[Exercise instructions]
Copy the data exactly, keeping every line intact.

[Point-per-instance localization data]
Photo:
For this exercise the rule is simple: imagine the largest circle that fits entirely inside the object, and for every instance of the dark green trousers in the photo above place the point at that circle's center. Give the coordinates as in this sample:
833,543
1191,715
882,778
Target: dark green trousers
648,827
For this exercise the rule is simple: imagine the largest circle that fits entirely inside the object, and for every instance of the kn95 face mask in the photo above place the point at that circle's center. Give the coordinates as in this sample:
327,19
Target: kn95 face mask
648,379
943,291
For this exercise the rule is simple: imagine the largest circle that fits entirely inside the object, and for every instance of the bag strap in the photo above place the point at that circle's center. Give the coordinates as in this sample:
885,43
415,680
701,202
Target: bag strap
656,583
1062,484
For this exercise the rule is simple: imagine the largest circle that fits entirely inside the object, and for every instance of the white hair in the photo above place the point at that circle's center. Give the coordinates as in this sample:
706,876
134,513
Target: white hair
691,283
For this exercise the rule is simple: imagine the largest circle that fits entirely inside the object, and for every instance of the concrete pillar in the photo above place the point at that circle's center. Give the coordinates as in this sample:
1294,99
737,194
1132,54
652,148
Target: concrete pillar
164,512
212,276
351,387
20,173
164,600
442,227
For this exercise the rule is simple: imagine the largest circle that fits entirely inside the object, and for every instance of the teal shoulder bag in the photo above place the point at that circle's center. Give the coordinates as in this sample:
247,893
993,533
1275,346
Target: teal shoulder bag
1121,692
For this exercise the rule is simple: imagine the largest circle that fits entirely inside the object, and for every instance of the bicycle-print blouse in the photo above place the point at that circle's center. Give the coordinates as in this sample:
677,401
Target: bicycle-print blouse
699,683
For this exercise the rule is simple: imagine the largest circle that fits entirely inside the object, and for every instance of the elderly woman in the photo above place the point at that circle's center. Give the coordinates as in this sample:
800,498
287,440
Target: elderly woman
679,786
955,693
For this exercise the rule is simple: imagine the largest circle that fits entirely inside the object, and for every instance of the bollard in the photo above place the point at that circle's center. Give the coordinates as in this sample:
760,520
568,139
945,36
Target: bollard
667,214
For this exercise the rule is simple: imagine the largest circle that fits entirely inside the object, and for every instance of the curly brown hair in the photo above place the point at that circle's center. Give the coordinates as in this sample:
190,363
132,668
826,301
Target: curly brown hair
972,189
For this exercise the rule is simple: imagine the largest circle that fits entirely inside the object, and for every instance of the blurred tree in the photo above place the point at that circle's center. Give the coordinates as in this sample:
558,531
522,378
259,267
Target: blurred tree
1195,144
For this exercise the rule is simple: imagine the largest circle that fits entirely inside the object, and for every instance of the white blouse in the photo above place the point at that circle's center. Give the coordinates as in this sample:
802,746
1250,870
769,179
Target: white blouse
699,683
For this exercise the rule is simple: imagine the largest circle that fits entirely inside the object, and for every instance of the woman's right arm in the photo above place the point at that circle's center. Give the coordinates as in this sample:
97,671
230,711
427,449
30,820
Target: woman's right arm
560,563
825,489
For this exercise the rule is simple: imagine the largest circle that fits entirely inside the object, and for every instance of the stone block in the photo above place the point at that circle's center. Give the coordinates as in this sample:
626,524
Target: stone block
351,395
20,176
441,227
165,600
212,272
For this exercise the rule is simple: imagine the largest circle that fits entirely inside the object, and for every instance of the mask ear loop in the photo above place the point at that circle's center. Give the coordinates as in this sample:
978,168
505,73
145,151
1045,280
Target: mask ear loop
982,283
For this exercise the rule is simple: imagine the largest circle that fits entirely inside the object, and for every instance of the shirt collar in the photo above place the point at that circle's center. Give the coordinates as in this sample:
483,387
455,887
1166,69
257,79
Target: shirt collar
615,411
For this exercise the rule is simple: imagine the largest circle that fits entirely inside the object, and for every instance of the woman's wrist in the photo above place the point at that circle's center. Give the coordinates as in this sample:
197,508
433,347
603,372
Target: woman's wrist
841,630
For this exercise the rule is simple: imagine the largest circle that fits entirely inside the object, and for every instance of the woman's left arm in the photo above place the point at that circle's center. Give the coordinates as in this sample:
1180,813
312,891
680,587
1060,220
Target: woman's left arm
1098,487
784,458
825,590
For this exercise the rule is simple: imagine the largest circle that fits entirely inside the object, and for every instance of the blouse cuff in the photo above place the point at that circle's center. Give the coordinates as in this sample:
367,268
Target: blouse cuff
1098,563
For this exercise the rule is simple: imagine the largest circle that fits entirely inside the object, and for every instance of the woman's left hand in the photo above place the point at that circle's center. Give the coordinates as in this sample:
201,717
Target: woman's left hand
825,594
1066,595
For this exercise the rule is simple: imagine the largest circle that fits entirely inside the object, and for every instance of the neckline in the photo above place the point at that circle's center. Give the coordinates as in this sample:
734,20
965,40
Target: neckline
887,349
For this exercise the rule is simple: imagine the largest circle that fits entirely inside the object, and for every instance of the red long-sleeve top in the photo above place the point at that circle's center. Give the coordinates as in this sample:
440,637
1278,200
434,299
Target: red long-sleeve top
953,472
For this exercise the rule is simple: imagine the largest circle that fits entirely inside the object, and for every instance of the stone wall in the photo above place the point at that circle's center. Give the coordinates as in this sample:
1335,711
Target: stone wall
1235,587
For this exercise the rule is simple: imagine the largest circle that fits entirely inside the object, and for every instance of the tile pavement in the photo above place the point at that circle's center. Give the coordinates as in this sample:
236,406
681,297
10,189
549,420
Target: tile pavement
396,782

[Output of the exercise]
Photo:
For this exercise the rule is simple: imagine the largest circle that fits entirely inside the object, and for every instance of the dark green trousers in the photo above place the point at that circle's center. Give the coordinates as in this sample:
833,543
1191,715
882,778
Target: dark green trousers
648,827
For this exercise the rule is simple: imagine the largest circle that fits entirely inside the object, and for every instance of the kn95 face mask in the photo above place the point at that circle's center. Give the coordinates as in this sample:
327,19
Target: kn95 face mask
648,379
943,291
For this exercise the rule is simple: imagine the largest circle that fits entirely inside the object, and for every instance of the bag strap in the photo above place the point at that circle's center. Give the coordinates as in this sample:
885,43
415,680
701,202
Target: bag strap
656,583
1062,484
For this exercise the rule is simple: imagine the largest circle that fits entirely inside the object, and for every instance of the white hair in the photo above place the point at that circle's center. Give the coordinates as in this sample:
706,876
134,513
Target: white hair
691,283
For this exercise the rule is simple: imagine the largest circle that fits entirely inside the object, and for every instance of the concrete pillar in the photo above place the point at that circle's center. Give the coordinates as in this sample:
1294,99
737,194
1132,54
652,148
Target: concrete pillar
164,512
212,276
351,387
20,173
164,600
442,227
For this exercise the rule is simple: imagine the largest circle that fits entirely inside the object, and for every instance of the teal shoulder bag in the photo above place the point at that circle's center. Give the coordinates as in this sample:
247,893
993,533
1275,346
Target: teal shoulder bag
1121,692
For this exercise the rule is simple: imagine the largest circle that fits entirely inside the object, and for every instance of the bicycle-print blouse in the photo above place the point at that circle's center. Give the coordinates as in this sample:
677,401
Target: bicycle-print blouse
699,683
For this exercise the rule is simple: imagine the largest circle that fits entirely inside the object, and for every instance of the elderly woman in the photo above place the point at that circle's center. Give the coordinates as in this sample:
800,498
287,440
Target: elderly woman
679,786
955,693
For this exercise the rule is simple: imagine the largest circle that fits entirely inside the object, and for every instance of the bollard in the photo above place the point at that circle's center. Give the coordinates as in this sample:
760,520
568,139
945,36
Target: bollard
667,214
For this exercise the rule is simple: imagine the largest circle that fits entirely inside the object, and for every instance of the curly brown hair in the photo above place the point at that circle's center. Give the coordinates as in this sample:
190,363
132,668
826,301
Target: curly brown hair
972,189
For this exercise the rule is simple: imagine the largest circle that fits entirely inside the object, and for every instance of the blurred tree in the photo above place the point at that circle's center. Give the coordinates as in this sample:
558,531
522,378
259,267
Target: blurred tree
1195,144
For this exercise the rule is simple: imagine the largest circle that fits entirely inside the object, and for every instance of the white blouse in the photo above place the point at that circle's center. Give the coordinates as in this sample:
802,746
1250,870
769,179
Target: white blouse
699,683
For this exercise the rule is simple: imagine the largest circle that fits entirely inside the object, and for every instance of the woman's right arm in the photo above place the point at that circle's center. Give the coordinates as in this sample:
97,671
230,711
427,449
30,820
Target: woman's right arm
560,563
825,489
For this exercise the rule is simple: imagine the largest circle that fits entirely inside the object, and for every instance of the stone block in the photo above place the point at that circle's center. Give the coordinates as in this sample:
626,524
Target: stone block
351,395
20,176
441,227
165,600
212,272
For this exercise the rule is simple: imagine the largest circle that fits entirely inside the object, and for every instance of the mask ear loop in the photo above place the point at that circle's center. Give the coordinates as in this sample:
978,168
505,73
145,151
1045,280
Target: mask ear loop
982,283
For this exercise the rule is simple: imagine the largest circle that fits entirely inside the object, and for every instance of the shirt collar in the photo above place the point at that circle's center. Give the coordinates as in this sample:
483,387
455,887
1166,69
257,79
Target: shirt collar
615,411
For this exercise the rule is simple: imagine the largest circle that fits entirely inside the object, and for every instance of the woman's wrist in the photo above place the point at that circle's center. Give the coordinates as in this sample:
197,508
433,347
603,372
Target: woman's wrist
841,630
For this exercise the rule is simple: imagine the largest circle that fits entirely inside the object, and for every instance of the woman's left arm in the photo above place the point at that circle's center. Give the coordinates as in this sample:
1180,813
312,891
680,587
1060,220
Target: woman's left arm
1098,487
784,458
825,590
For this exercise the rule is simple: imagine the largest circle that fits entirely inside the object, and for every instance of the blouse cuff in the photo above place the point at that circle's center. Give the coordinates as in this sample:
367,268
Target: blouse cuff
1098,563
For this exercise the rule is simple: imagine the largest circle that fits entirely inside the object, and for every instance of the woman's left hand in the photo above place the point at that circle's center. Give the coordinates as in this sample:
201,717
Target: woman's left hand
825,594
1066,595
For this exercise the rule is simple: imagine the largest circle that fits entirely inside the object, and for every instance of the neckline in the photo above place the point at that circle's center. Give the coordinates as in this sample:
734,20
965,40
Target: neckline
887,349
For this exercise the rule is simple: imagine the largest circle that fits entirely inside the object, and for every instance of the red long-sleeve top in the photo above place the point at that circle's center. Give the coordinates as in this sample:
440,637
1278,200
434,299
Target: red long-sleeve top
953,472
For this exercise the rule is simple: imagine the largest circle that fits entirely inside the object, and for every instance of the stone wall in the photo above place the point at that circle's center. Give the coordinates as in this sample:
1335,711
Target: stone wall
1235,587
For this exercise the rule is simple: imagine the largest circle that fits entirely inside the object, and for every instance of the tile pavement in the photo above place the point at that circle's center. Give the coordinates as in this sample:
236,406
681,297
10,189
549,420
Target: tile pavement
396,782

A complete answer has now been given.